Your response is a verbatim copy of the listing, stripped of its images.
** Opening DATASET EXCERPTS block **
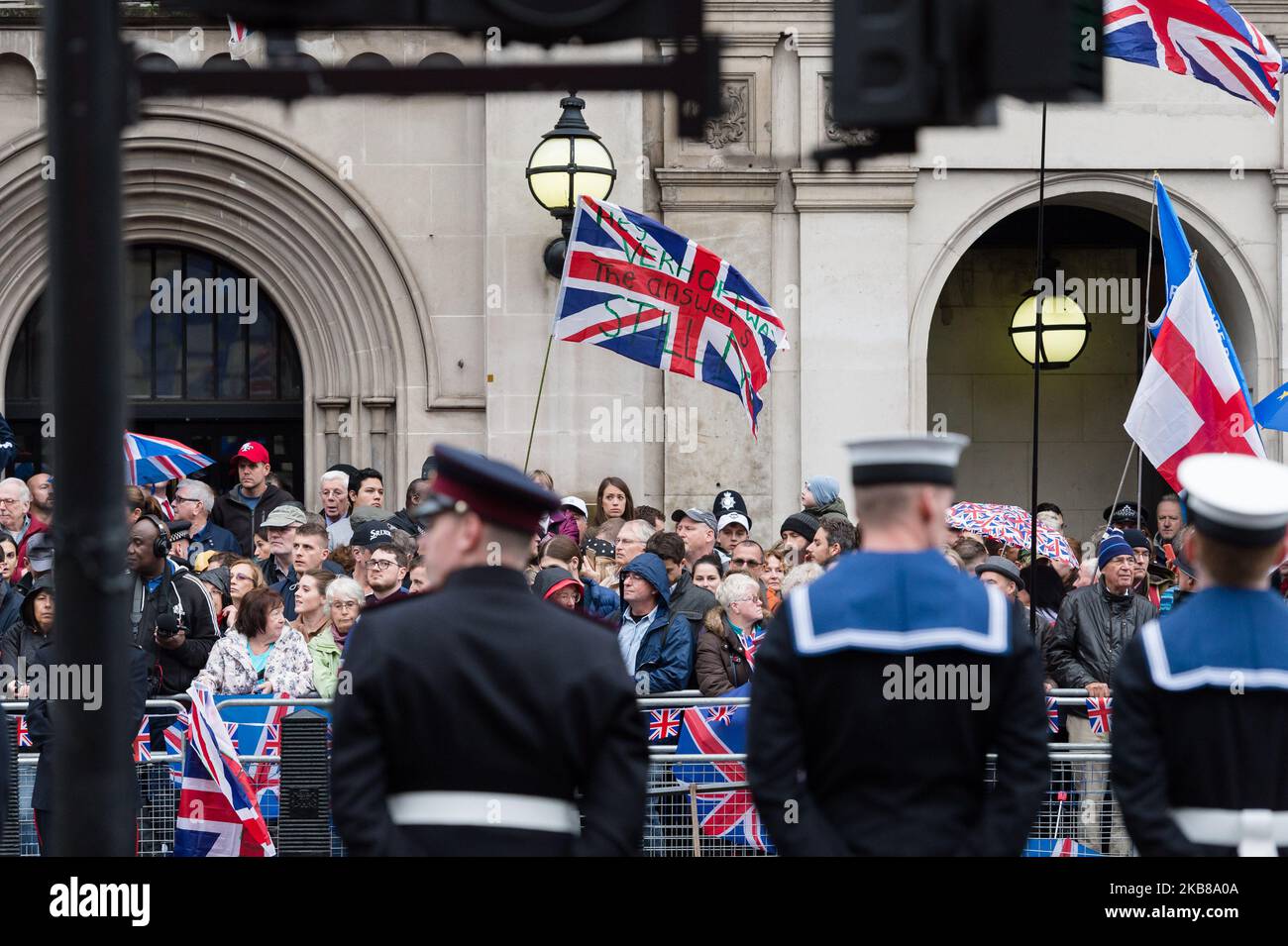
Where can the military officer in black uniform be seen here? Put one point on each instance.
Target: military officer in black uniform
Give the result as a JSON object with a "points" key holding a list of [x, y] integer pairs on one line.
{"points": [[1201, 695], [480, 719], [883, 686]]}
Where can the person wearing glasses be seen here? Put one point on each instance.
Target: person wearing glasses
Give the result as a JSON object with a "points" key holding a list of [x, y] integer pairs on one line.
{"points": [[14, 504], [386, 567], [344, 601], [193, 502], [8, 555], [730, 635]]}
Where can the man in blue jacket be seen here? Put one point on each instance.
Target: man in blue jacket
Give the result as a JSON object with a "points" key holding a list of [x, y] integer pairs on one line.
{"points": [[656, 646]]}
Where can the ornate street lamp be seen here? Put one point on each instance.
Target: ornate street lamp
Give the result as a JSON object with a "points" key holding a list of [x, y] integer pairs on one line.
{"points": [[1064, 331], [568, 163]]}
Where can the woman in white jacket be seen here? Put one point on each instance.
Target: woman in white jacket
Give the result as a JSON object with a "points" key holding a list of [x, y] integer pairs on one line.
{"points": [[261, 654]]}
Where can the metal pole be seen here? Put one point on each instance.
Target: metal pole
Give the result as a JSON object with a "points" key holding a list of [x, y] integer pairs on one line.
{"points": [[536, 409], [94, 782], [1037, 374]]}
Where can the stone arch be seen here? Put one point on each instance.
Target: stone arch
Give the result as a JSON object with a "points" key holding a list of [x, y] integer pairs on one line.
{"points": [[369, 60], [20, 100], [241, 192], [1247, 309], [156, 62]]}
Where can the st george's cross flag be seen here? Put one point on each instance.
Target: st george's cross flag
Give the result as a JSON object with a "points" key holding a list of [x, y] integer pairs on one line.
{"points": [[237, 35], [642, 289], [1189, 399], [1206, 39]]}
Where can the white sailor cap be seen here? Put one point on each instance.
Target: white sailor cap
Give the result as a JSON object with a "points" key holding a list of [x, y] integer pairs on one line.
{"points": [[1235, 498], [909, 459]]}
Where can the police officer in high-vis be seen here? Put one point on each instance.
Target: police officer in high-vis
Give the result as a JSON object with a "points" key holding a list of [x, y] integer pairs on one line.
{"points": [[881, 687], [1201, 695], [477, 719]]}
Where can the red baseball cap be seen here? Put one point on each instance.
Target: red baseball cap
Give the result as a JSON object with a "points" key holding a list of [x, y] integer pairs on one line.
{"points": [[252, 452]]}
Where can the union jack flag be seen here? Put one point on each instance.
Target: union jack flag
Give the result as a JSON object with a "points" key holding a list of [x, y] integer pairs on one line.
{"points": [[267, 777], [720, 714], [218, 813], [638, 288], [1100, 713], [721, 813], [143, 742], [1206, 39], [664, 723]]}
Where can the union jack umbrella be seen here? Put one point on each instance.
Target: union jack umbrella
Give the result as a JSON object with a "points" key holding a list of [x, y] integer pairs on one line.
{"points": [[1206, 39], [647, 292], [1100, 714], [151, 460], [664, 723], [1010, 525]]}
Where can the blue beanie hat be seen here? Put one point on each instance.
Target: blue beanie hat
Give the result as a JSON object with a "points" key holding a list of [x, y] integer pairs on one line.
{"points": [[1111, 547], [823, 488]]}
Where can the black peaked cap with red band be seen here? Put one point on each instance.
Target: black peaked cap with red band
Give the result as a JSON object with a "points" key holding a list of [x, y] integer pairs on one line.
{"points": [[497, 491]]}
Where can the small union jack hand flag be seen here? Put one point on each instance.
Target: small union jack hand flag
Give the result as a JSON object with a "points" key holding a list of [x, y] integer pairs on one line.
** Closing DATASET EXCERPTS block **
— FINAL ANSWER —
Where can the military officer in black uniform be seen here? Put one point on each instance.
Target: military officer in black uniform
Give the result as a JSON object with a "points" key holding a list of [x, y] integer pairs on one line.
{"points": [[1201, 695], [480, 719], [883, 686]]}
Where can the person wearing glasses be seen here? Put one point on each instance.
Target: person wearing glasses
Give the result as a JSON object with a "points" key holding a list of [x, y] integer pairs on one line.
{"points": [[14, 504], [386, 567], [344, 601], [193, 502], [8, 555], [730, 635]]}
Where can the man in blue jacket be seen here? Put one point on each instance.
Target: man in blue jacket
Give the result as a JSON object with a "points" key holding a list of [x, y] integer pairs on one line.
{"points": [[656, 646]]}
Where can the ornate street lamp be seen here? Put one point on each instance.
Target: ornate street lamp
Give the result as a JSON object with a "points" key holding a list of [x, y] integer pairs on one line.
{"points": [[1064, 331], [568, 163]]}
Where can the woman in white jacket be seen here? Put one point on each instance.
Target: woman in white jacket
Give the result as a JSON object with a "points" key holding a list of [x, y] integer pairs on one line.
{"points": [[261, 654]]}
Where can the metal pole be seen here? Put one point on each instance.
Target: metal pole
Give the result as a JSON object with a "points" key holding a list of [x, y] integer pairs on one line.
{"points": [[536, 409], [94, 782], [1037, 374]]}
Where can the stone arch be seen here? Put one point on each instance.
Target: stone arch
Give the result as a JSON object with a "points" key holding a list of [x, y] integer pairs on one line.
{"points": [[369, 60], [20, 100], [241, 192], [1247, 309], [156, 62]]}
Where can the st george's cross flag be seen here? Put one point on each instance.
Target: st george's cross flag
Give the result as a JSON object with a "points" key holding a list of [x, y] integer pairs on one line.
{"points": [[237, 35], [642, 289], [1189, 399], [1206, 39]]}
Where can the white sailor cap be seen here? Put one point on each instance.
Target: white sailor cap
Give the result as a JSON object with a "points" key holding a list of [x, y] integer pairs on one line.
{"points": [[1235, 498], [909, 459]]}
Where can the police officer in high-vis be seen here? Put one point on each instance.
Target: police officer in high-vis
Give the result as a JSON object with a "points" key holding a list of [x, y] integer pairs on one line.
{"points": [[881, 687], [1201, 695], [477, 719]]}
Where can the red baseball cap be seen here? Put one point on each instance.
Target: red baseball cap
Give the result as a JSON object with a "points" key holding a list of [x, y] integer pairs on one line.
{"points": [[252, 452]]}
Where can the union jack flag be seen here? Put one point on each instance.
Target: union jack flag
Give the result as a JSON object with a "points" key holding a list of [x, y] integer pairs on one line.
{"points": [[267, 777], [720, 714], [218, 813], [638, 288], [1100, 713], [721, 813], [143, 742], [1206, 39], [664, 723]]}
Where can the union jack umbrella be seen here? Put one point on each instance.
Target: union jack umbrella
Give the result as a JSON object with a "points" key holding a list of [x, y] integer pairs on one line.
{"points": [[1206, 39], [647, 292], [1100, 714], [151, 460], [664, 723], [1010, 525]]}
Where can the blue beanie hat be seen here? Put one point on each instance.
Target: blue beanie hat
Give the result as a JSON object with a "points" key holding a list of [x, y] integer pairs on one line.
{"points": [[1111, 547], [823, 488]]}
Where can the black peaked cap with red band be seen here? Put one point on each instance.
Target: black peaked cap with red band
Give the result as a JSON object with a "points" key holding a list of [x, y] integer pairs on one line.
{"points": [[497, 491]]}
Where can the small union jack hand flag be seen here? Put one point on each instance.
Target: small union jack hand flag
Give the result as a JSON object with a "points" key holding a list of [x, y] integer pairs on one line.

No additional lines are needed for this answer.